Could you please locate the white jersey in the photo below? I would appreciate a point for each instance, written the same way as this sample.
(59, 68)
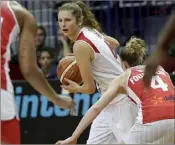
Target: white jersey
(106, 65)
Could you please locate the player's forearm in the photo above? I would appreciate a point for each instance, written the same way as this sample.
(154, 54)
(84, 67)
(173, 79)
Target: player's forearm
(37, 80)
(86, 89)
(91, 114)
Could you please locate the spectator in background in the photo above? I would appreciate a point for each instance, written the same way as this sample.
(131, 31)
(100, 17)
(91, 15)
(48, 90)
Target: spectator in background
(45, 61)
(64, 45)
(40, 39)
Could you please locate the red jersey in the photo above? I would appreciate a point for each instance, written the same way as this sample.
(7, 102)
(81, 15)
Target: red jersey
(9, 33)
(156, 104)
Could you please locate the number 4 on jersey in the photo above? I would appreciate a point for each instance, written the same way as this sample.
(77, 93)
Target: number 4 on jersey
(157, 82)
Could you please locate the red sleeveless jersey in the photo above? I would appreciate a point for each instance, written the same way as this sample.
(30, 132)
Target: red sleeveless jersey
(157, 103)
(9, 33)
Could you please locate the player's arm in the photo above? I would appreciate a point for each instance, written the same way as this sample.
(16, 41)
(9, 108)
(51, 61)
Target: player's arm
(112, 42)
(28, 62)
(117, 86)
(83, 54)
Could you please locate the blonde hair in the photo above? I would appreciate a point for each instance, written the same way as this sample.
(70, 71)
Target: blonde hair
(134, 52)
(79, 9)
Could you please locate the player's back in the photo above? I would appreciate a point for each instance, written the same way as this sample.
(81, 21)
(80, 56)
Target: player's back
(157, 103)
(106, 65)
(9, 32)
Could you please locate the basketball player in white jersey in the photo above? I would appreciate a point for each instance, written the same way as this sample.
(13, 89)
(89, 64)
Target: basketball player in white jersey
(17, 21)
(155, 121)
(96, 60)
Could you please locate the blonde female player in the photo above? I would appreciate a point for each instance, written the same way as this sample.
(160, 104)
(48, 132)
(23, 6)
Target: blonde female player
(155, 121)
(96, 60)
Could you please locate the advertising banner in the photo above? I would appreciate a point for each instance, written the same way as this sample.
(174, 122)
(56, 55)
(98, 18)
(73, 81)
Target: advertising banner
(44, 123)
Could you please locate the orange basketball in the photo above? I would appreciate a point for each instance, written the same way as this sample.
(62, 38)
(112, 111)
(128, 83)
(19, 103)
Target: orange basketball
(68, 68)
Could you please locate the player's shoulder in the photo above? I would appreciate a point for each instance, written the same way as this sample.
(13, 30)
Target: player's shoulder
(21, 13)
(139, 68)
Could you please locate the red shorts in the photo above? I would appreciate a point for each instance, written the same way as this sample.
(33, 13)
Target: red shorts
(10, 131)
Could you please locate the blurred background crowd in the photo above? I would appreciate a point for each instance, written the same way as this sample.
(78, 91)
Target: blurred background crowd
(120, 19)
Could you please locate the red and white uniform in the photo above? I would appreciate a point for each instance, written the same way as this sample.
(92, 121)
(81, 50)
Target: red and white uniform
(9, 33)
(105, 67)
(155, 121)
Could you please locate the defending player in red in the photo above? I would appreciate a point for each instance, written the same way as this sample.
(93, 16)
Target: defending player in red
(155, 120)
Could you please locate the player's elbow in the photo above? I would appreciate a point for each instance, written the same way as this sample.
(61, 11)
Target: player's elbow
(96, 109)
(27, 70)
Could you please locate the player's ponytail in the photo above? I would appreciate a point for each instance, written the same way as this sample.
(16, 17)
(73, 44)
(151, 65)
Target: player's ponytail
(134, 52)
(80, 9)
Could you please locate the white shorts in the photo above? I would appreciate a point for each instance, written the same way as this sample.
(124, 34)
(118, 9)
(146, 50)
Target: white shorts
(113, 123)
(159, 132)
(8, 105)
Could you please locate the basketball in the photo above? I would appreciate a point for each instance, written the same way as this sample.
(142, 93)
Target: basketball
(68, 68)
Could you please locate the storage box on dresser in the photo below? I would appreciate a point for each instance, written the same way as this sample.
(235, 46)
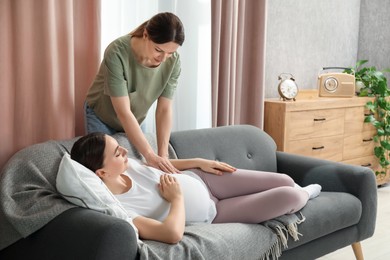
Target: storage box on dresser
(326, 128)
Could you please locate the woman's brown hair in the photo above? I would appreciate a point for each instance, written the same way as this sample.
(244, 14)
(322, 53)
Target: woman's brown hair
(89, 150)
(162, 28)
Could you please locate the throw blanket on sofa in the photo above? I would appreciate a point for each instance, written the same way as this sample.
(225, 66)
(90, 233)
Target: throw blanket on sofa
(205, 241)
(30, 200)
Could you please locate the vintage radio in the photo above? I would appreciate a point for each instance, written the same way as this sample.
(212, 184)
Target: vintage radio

▶ _WORK INSTRUCTIONS_
Restate, word for word, all of the material above, leaving out the images.

▶ _OUTPUT FOR THIS EXERCISE_
Could you please locate the white jersey in the photo below? I would appreciate a point for each instance, written the same way as this sample.
(59, 68)
Target: white jersey
(106, 65)
Could you please locate the player's forearm in the photo above? I would appreciate a point for each instance, written the same way as this sample.
(154, 54)
(84, 67)
(173, 79)
Target: player's forearm
(37, 80)
(86, 89)
(91, 114)
Could you please locate the spectator in background in the photo above? I would appreciate a point for each instance, written the same way as this sample.
(131, 31)
(100, 17)
(91, 15)
(48, 90)
Target: spectator in background
(45, 61)
(64, 45)
(40, 39)
Could you please locate the red jersey in the photo above? I would appreciate a point for each instance, written the same way as this sample.
(7, 102)
(81, 15)
Target: red jersey
(9, 33)
(156, 104)
Could you please locate the number 4 on jersey in the photo above? I would appreciate a point for each instance, written the same way as this sample.
(77, 93)
Target: number 4 on jersey
(157, 82)
Could you please locate the red sleeveless jersey in the photo above? I would appreciate a point for each instance, written the same way as this sample.
(30, 132)
Target: red sleeveless jersey
(157, 103)
(9, 33)
Could you please locate the player's arm in the photo above? I would appreciate a point for each instance, written the same way as this sample.
(16, 41)
(9, 108)
(51, 61)
Target: player's arm
(112, 42)
(28, 62)
(117, 86)
(83, 54)
Could you please locate the blonde hair in the photo above? I would appreciate a point for each instance, written the same way as this sample.
(70, 71)
Target: blonde hair
(134, 52)
(79, 9)
Could you please locate the player's back in the photo above? I would appreciate a point for each instance, written the same way as this sample.
(81, 21)
(80, 56)
Target: player's back
(157, 103)
(106, 65)
(9, 32)
Could you please locate the basketball player in white jersey in the photo above? I would appreciate a point for each instance, written the same way as this sample.
(13, 89)
(89, 64)
Target: basketball player in white jersey
(17, 21)
(155, 121)
(96, 60)
Could you please locate the blonde female player in the photo above? I would appreciate a point for each instance, written the same way as this sample.
(160, 104)
(48, 132)
(23, 6)
Target: blonde female player
(155, 121)
(96, 60)
Could you please locate the advertising banner in the photo above? I would appreciate a point for each instance, written the same way as this sample.
(174, 122)
(56, 55)
(98, 18)
(73, 81)
Target: advertising banner
(44, 123)
Could you please locate the orange basketball in the photo above? I would appreciate a point for each instance, written the same way as this sample.
(62, 38)
(112, 111)
(128, 83)
(19, 103)
Target: orange basketball
(68, 68)
Could you please locate the player's shoulder in the photo above? I would appreciate a point for each instance, written the same way as this sample.
(13, 30)
Target: player's shoulder
(21, 13)
(139, 68)
Could you please locate the red shorts in the photo above? I would appreciate a point for each instance, written the same way as this sample.
(33, 13)
Target: red shorts
(10, 131)
Could you please locate the blurred background crowd in the photo above? I would appreciate a point for each instance, written the same way as this sample.
(78, 91)
Target: blurred background crowd
(120, 19)
Could you please locate the red and white uniform in the photo above? I would appreciate a point for each instance, written the same way as this sample.
(92, 121)
(81, 50)
Target: red and white uniform
(9, 33)
(105, 67)
(155, 121)
Could you please locate the defending player in red in the photo above? I would appreciate a point for each instance, written the same way as this sample.
(93, 16)
Target: defending player in red
(155, 120)
Could you please locate the player's elbow in the photo above? I would appreciate a point for each instance, written the same way as this sample.
(61, 11)
Target: player's elbow
(96, 109)
(27, 70)
Could you please locate the player's ponytail in the photo above? I would appreciate a point for each instance, written the same way as this sample.
(16, 17)
(73, 44)
(151, 65)
Target: player's ponytail
(134, 52)
(80, 9)
Could you please locate the white shorts in the photo above? I would appreciate a point for each instance, written the same way as this sample.
(124, 34)
(118, 9)
(146, 50)
Target: white shorts
(113, 123)
(159, 132)
(8, 105)
Could you please locate the basketball in the photo above? I would appreciate a point for each instance, written the same way as this sample.
(142, 93)
Target: basketball
(68, 68)
Could you please locate the storage box on dresser in the photo below? I would appreciate a point for each instance, written the same way as this sample.
(235, 46)
Target: storage box on dresser
(326, 128)
Could you please locate the woman's brown hair in the photo above? I would appreciate a point for each instance, written the same way as this sample.
(244, 14)
(322, 53)
Target: woman's brown hair
(89, 150)
(162, 28)
Could you please locate the throw blanket on sofa in the photo above? I would appreciate a point for each instance, written the same way as this sample.
(225, 66)
(90, 233)
Target: throw blanket on sofa
(205, 241)
(30, 200)
Could you please locate the vintage radio in the photo above? I would appreciate a point for each instance, written the same way as this sample.
(212, 184)
Target: vintage radio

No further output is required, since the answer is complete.